Objective a
Answer these questions from the covenant excerpt:
(i) Under Section 8.8, what must Current TV and its Subsidiaries execute if any Note is still outstanding after repayment of the Existing Note?
(ii) Under clause (c) of Section 9.1, within how many days of acquiring the property must purchase-money Indebtedness be incurred?
(iii) Under clause (g) of Section 9.1, what limit applies to the principal amount of renewed or refinanced Indebtedness?

Source extract
________________________

Section 8.7                    Direct
Subsidiaries.  Upon the formation of
any direct Subsidiary of the Company created after the date hereof, the Company
and any such Subsidiary shall take all necessary steps to perfect the security
interest held by the Lenders pursuant to the Security Agreement in the equity
interests of such direct Subsidiary held by the Company.

 

Section 8.8                    Current TV as a Subsidiary Guarantor. 
Upon repayment of the Existing Note, if after such date
any Note is still outstanding, Current TV and its Subsidiaries will execute a
Subsidiary Guaranty.

 

28

 

ARTICLE IX

NEGATIVE COVENANTS

 

The Company
covenants and agrees that so long as any Commitment is in effect or any amount
is owing to any Lender or the Collateral Agent under any Note Document:

 

Section 9.1                    Indebtedness. 
The Company will not, and will not permit any of its
Subsidiaries to, create, incur, assume or permit to exist any Indebtedness,
other than:

 

(a)                                  Indebtedness in respect of the Notes
and the Existing Note;

 

(b)                                 trade Indebtedness (i) incurred
in the ordinary course of business of the Company and its Subsidiaries
(including current accounts payable extended by suppliers on normal trade terms
in connection with purchases of goods and services which are not overdue for a
period of more than ninety (90) days or, if overdue for more than ninety (90)
days, as to which either (x) such amounts are accrued on the books of the
Company or such Subsidiary or (y) a dispute exists and adequate reserves
in conformity with GAAP have been established on the books of the Company or
such Subsidiary) and (ii) in respect of performance, surety or appeal
bonds provided in the ordinary course of business;

 

(c)                                  Indebtedness (i) evidencing the
deferred purchase price of newly acquired property or incurred solely to
finance the acquisition of such property of the Company and its Subsidiaries
(pursuant to purchase money mortgages or otherwise, whether owed to the seller
or a third party) (provided that such Indebtedness is incurred within
one hundred and eighty (180) days of the acquisition of such property), (ii) incurred
solely to finance the construction or improvement of property or assets owned
by the Company or any of its Subsidiaries or (iii) that constitutes
Capitalized Lease Liabilities;

 

(d)                                 unsecured intercompany Indebtedness
among the Company and its Subsidiaries;

 

(e)                                  reimbursement obligations or guarantees
arising in the ordinary course of business in respect of business-related
expenses incurred by any employee of the Company or of any Subsidiary of the
Company;

 

(f)                                    unsecured Guarantee Obligations of
the Company or any Subsidiary of the Company with respect to Indebtedness of
the Company or a Subsidiary permitted under this Section 9.1 (so long as
each such Guarantee Obligation is expressly and fully subordinated to the Notes
and the other Note Documents); and

 

(g)                                 renewals and refinancing of any Indebtedness
permitted pursuant to clause (c) above; provided  that the principal amount of such
Indebtedness does not exceed the principal amount of the Indebtedness
refinanced.

________________________

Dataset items
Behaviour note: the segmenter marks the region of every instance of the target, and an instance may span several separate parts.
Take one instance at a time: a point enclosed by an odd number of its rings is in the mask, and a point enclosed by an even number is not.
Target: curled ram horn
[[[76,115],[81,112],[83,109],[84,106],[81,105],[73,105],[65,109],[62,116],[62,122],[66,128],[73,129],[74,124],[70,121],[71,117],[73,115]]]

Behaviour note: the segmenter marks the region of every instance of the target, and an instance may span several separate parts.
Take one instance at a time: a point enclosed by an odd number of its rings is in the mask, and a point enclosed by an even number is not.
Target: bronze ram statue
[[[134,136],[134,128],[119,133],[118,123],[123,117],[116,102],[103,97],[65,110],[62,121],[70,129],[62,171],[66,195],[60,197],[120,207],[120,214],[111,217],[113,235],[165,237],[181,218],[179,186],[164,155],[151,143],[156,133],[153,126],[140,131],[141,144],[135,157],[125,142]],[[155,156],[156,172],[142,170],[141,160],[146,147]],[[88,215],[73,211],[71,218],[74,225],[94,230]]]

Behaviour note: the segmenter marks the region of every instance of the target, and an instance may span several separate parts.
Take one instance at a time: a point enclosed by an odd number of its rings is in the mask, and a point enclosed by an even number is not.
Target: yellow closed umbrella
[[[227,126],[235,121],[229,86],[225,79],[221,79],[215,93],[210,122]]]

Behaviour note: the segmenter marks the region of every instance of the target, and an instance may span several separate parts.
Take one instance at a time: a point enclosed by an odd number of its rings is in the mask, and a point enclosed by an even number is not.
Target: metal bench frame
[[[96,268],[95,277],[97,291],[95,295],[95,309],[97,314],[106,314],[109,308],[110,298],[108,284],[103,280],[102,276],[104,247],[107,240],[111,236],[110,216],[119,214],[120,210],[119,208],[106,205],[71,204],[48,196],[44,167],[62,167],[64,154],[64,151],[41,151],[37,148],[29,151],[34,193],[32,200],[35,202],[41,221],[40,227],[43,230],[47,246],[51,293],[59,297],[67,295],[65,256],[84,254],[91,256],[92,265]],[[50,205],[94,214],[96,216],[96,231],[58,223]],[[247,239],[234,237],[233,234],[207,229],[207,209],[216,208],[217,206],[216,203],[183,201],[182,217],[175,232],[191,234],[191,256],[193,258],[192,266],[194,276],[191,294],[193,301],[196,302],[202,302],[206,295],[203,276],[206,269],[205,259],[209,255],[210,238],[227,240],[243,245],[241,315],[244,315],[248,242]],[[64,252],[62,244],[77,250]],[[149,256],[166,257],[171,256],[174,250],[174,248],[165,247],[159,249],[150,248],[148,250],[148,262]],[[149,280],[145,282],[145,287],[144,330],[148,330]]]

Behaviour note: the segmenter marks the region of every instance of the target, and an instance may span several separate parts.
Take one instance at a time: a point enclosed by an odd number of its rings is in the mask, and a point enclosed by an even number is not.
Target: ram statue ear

________________________

Objective b
Collect every line of the records that contains the string "statue".

Complete output a
(i) A Subsidiary Guaranty.
(ii) Within one hundred and eighty (180) days.
(iii) It must not exceed the principal amount of the Indebtedness refinanced.

Complete output b
Target: bronze ram statue
Target: ram statue ear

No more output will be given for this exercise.